▶ **Task requirements**
- 1) From the page on paternity and guardianships below, list the situations in which it says a guardianship of a child usually occurs even though one parent does not consent.
- 2) Reproduce the page on paternity and guardianships word for word from "A child guardianship" to "do so themselves.".

Helping Clients With Paternity And Guardianships
Most people without legal training or experience think of paternity cases and guardianships as extremely complicated legal concepts. However, if you are interested in establishing a guardianship or determining paternity in a divorce case, these are important concepts that will have a tremendous impact on your future and your family.
I am Christopher Miller, a Texas family law attorney who helps those in the greater Weatherford area. With a wealth of legal experience, I help clients establish paternity and guardianships. Because I have experience and knowledge in this area, I can explain your rights and options and make sure you know what’s happening in the legal process.
The need to determine paternity often comes into play in divorce, separation and child custody and support negotiations. When a father is seeking parenting time with a child, in some cases he needs to prove definitively that he is the biological father of the child. In child support situations, it is usually in the mother’s interest to prove that a certain man is the father of the child in order to make sure he is obligated to make support payments.
When a child is born to married parents, the legal presumption is that the husband of the mother is the father of the child. In non-married situations, paternity is not presumed and needs to be established medically and legally through a DNA test.
Although the process can be complicated and involved, I can advise you through it and make sure your rights and interests are protected.
There are two basic types of guardianships: guardianship of the person and guardianship of the estate. Both of these are established as a way to transfer authority and responsibility in the event that the person establishing the guardianship cannot.
A child guardianship is established by parents who want to make sure their children are well taken care of in the event that the parents pass on. A guardianship of this kind is usually part of a comprehensive estate planning strategy.
Guardianship of a child can also be established even if one of the parents does not consent. This usually occurs in stepparent situations after a divorce or if one or both of the parents have voluntarily terminated their parental rights or have been deemed unfit by the court.
Either way, a guardianship of a child establishes a person (the guardian) to care for a minor child (the ward) if that child’s parents are unable to do so themselves.
I have a thorough understanding of all aspects of guardianships in Texas. I can answer your questions and provide valuable counsel throughout the process.

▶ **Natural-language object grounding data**

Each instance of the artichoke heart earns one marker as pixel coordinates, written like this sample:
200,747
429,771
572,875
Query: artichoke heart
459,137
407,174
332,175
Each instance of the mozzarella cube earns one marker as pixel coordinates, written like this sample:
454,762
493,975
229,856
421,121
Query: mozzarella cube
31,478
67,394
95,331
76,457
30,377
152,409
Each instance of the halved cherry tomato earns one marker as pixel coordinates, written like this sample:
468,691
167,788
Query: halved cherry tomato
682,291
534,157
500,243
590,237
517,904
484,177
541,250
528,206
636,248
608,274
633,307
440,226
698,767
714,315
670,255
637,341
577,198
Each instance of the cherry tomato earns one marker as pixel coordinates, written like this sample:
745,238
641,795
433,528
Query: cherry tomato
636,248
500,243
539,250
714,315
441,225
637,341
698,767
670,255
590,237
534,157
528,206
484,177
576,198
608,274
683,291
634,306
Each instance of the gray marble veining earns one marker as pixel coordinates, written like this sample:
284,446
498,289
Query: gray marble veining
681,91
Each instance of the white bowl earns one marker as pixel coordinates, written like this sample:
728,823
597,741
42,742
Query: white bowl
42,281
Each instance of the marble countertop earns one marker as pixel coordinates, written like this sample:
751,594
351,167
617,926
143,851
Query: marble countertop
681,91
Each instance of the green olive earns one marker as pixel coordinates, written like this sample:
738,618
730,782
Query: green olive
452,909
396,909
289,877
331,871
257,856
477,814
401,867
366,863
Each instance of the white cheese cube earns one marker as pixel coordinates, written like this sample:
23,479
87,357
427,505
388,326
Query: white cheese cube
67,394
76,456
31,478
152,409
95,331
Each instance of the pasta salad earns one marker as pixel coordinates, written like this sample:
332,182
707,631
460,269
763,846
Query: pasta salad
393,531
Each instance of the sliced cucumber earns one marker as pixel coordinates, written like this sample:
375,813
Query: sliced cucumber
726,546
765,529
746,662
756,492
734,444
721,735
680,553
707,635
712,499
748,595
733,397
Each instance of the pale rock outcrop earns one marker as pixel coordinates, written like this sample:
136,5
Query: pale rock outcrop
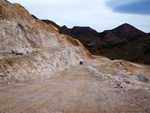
32,49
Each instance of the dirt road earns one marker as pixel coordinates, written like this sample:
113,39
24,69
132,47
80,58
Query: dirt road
77,90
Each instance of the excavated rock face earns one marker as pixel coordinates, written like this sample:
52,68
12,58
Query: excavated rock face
31,48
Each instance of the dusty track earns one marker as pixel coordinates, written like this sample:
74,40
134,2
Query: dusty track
77,90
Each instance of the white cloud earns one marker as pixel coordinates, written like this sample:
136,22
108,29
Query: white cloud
93,13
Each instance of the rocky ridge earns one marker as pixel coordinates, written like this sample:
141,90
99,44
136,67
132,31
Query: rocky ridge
124,39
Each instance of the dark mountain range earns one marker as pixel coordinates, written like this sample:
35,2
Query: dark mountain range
123,42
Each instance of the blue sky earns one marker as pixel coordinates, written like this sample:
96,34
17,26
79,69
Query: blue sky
98,14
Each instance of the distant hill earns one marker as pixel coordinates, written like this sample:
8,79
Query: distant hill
123,42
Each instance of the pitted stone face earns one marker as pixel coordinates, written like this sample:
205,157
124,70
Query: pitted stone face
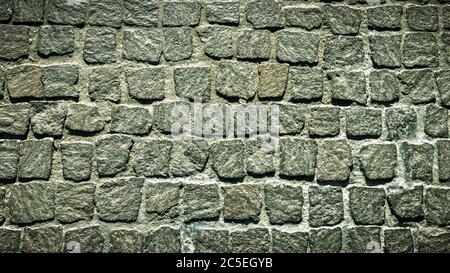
235,126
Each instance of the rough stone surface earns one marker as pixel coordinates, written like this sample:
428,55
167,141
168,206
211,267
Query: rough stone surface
77,160
152,157
242,202
89,238
378,161
244,241
74,202
118,200
326,206
334,161
398,241
31,202
36,158
367,205
406,203
283,203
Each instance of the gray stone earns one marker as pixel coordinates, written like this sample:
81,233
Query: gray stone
162,200
178,44
367,205
378,161
433,241
74,202
298,157
326,206
56,40
105,13
298,47
443,84
384,87
443,147
422,18
193,82
364,122
342,51
47,239
237,80
222,12
77,160
60,81
398,240
181,13
362,240
211,241
384,17
334,161
146,83
342,19
260,156
292,119
242,202
324,121
9,158
308,18
283,203
143,13
437,202
289,242
25,82
100,45
325,240
152,157
31,11
84,118
66,12
15,42
252,240
90,239
113,152
126,241
201,202
406,203
10,240
436,121
118,200
418,160
418,85
36,158
385,50
171,115
163,240
188,157
14,119
6,11
253,44
264,14
306,83
31,202
228,158
420,50
217,41
48,119
273,79
401,122
104,84
130,120
348,86
143,45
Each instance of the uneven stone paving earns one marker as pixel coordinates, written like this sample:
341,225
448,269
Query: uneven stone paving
88,161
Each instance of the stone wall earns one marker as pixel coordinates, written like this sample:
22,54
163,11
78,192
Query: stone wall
88,161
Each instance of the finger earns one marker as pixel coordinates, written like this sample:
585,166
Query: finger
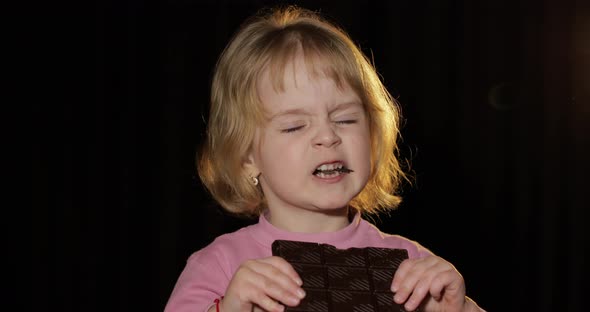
407,276
418,293
284,267
275,283
449,284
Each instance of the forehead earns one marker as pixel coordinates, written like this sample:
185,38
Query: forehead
303,83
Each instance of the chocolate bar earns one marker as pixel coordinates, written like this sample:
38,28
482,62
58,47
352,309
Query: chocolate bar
343,280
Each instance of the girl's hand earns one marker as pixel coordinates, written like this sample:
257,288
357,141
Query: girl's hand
261,284
432,282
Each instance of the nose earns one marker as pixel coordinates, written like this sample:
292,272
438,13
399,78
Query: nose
326,136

▶ **Answers for the exercise**
- 1)
- Stepparent situations after a divorce
- One or both of the parents have voluntarily terminated their parental rights
- One or both of the parents have been deemed unfit by the court

- 2)
A child guardianship is established by parents who want to make sure their children are well taken care of in the event that the parents pass on. A guardianship of this kind is usually part of a comprehensive estate planning strategy.
Guardianship of a child can also be established even if one of the parents does not consent. This usually occurs in stepparent situations after a divorce or if one or both of the parents have voluntarily terminated their parental rights or have been deemed unfit by the court.
Either way, a guardianship of a child establishes a person (the guardian) to care for a minor child (the ward) if that child’s parents are unable to do so themselves.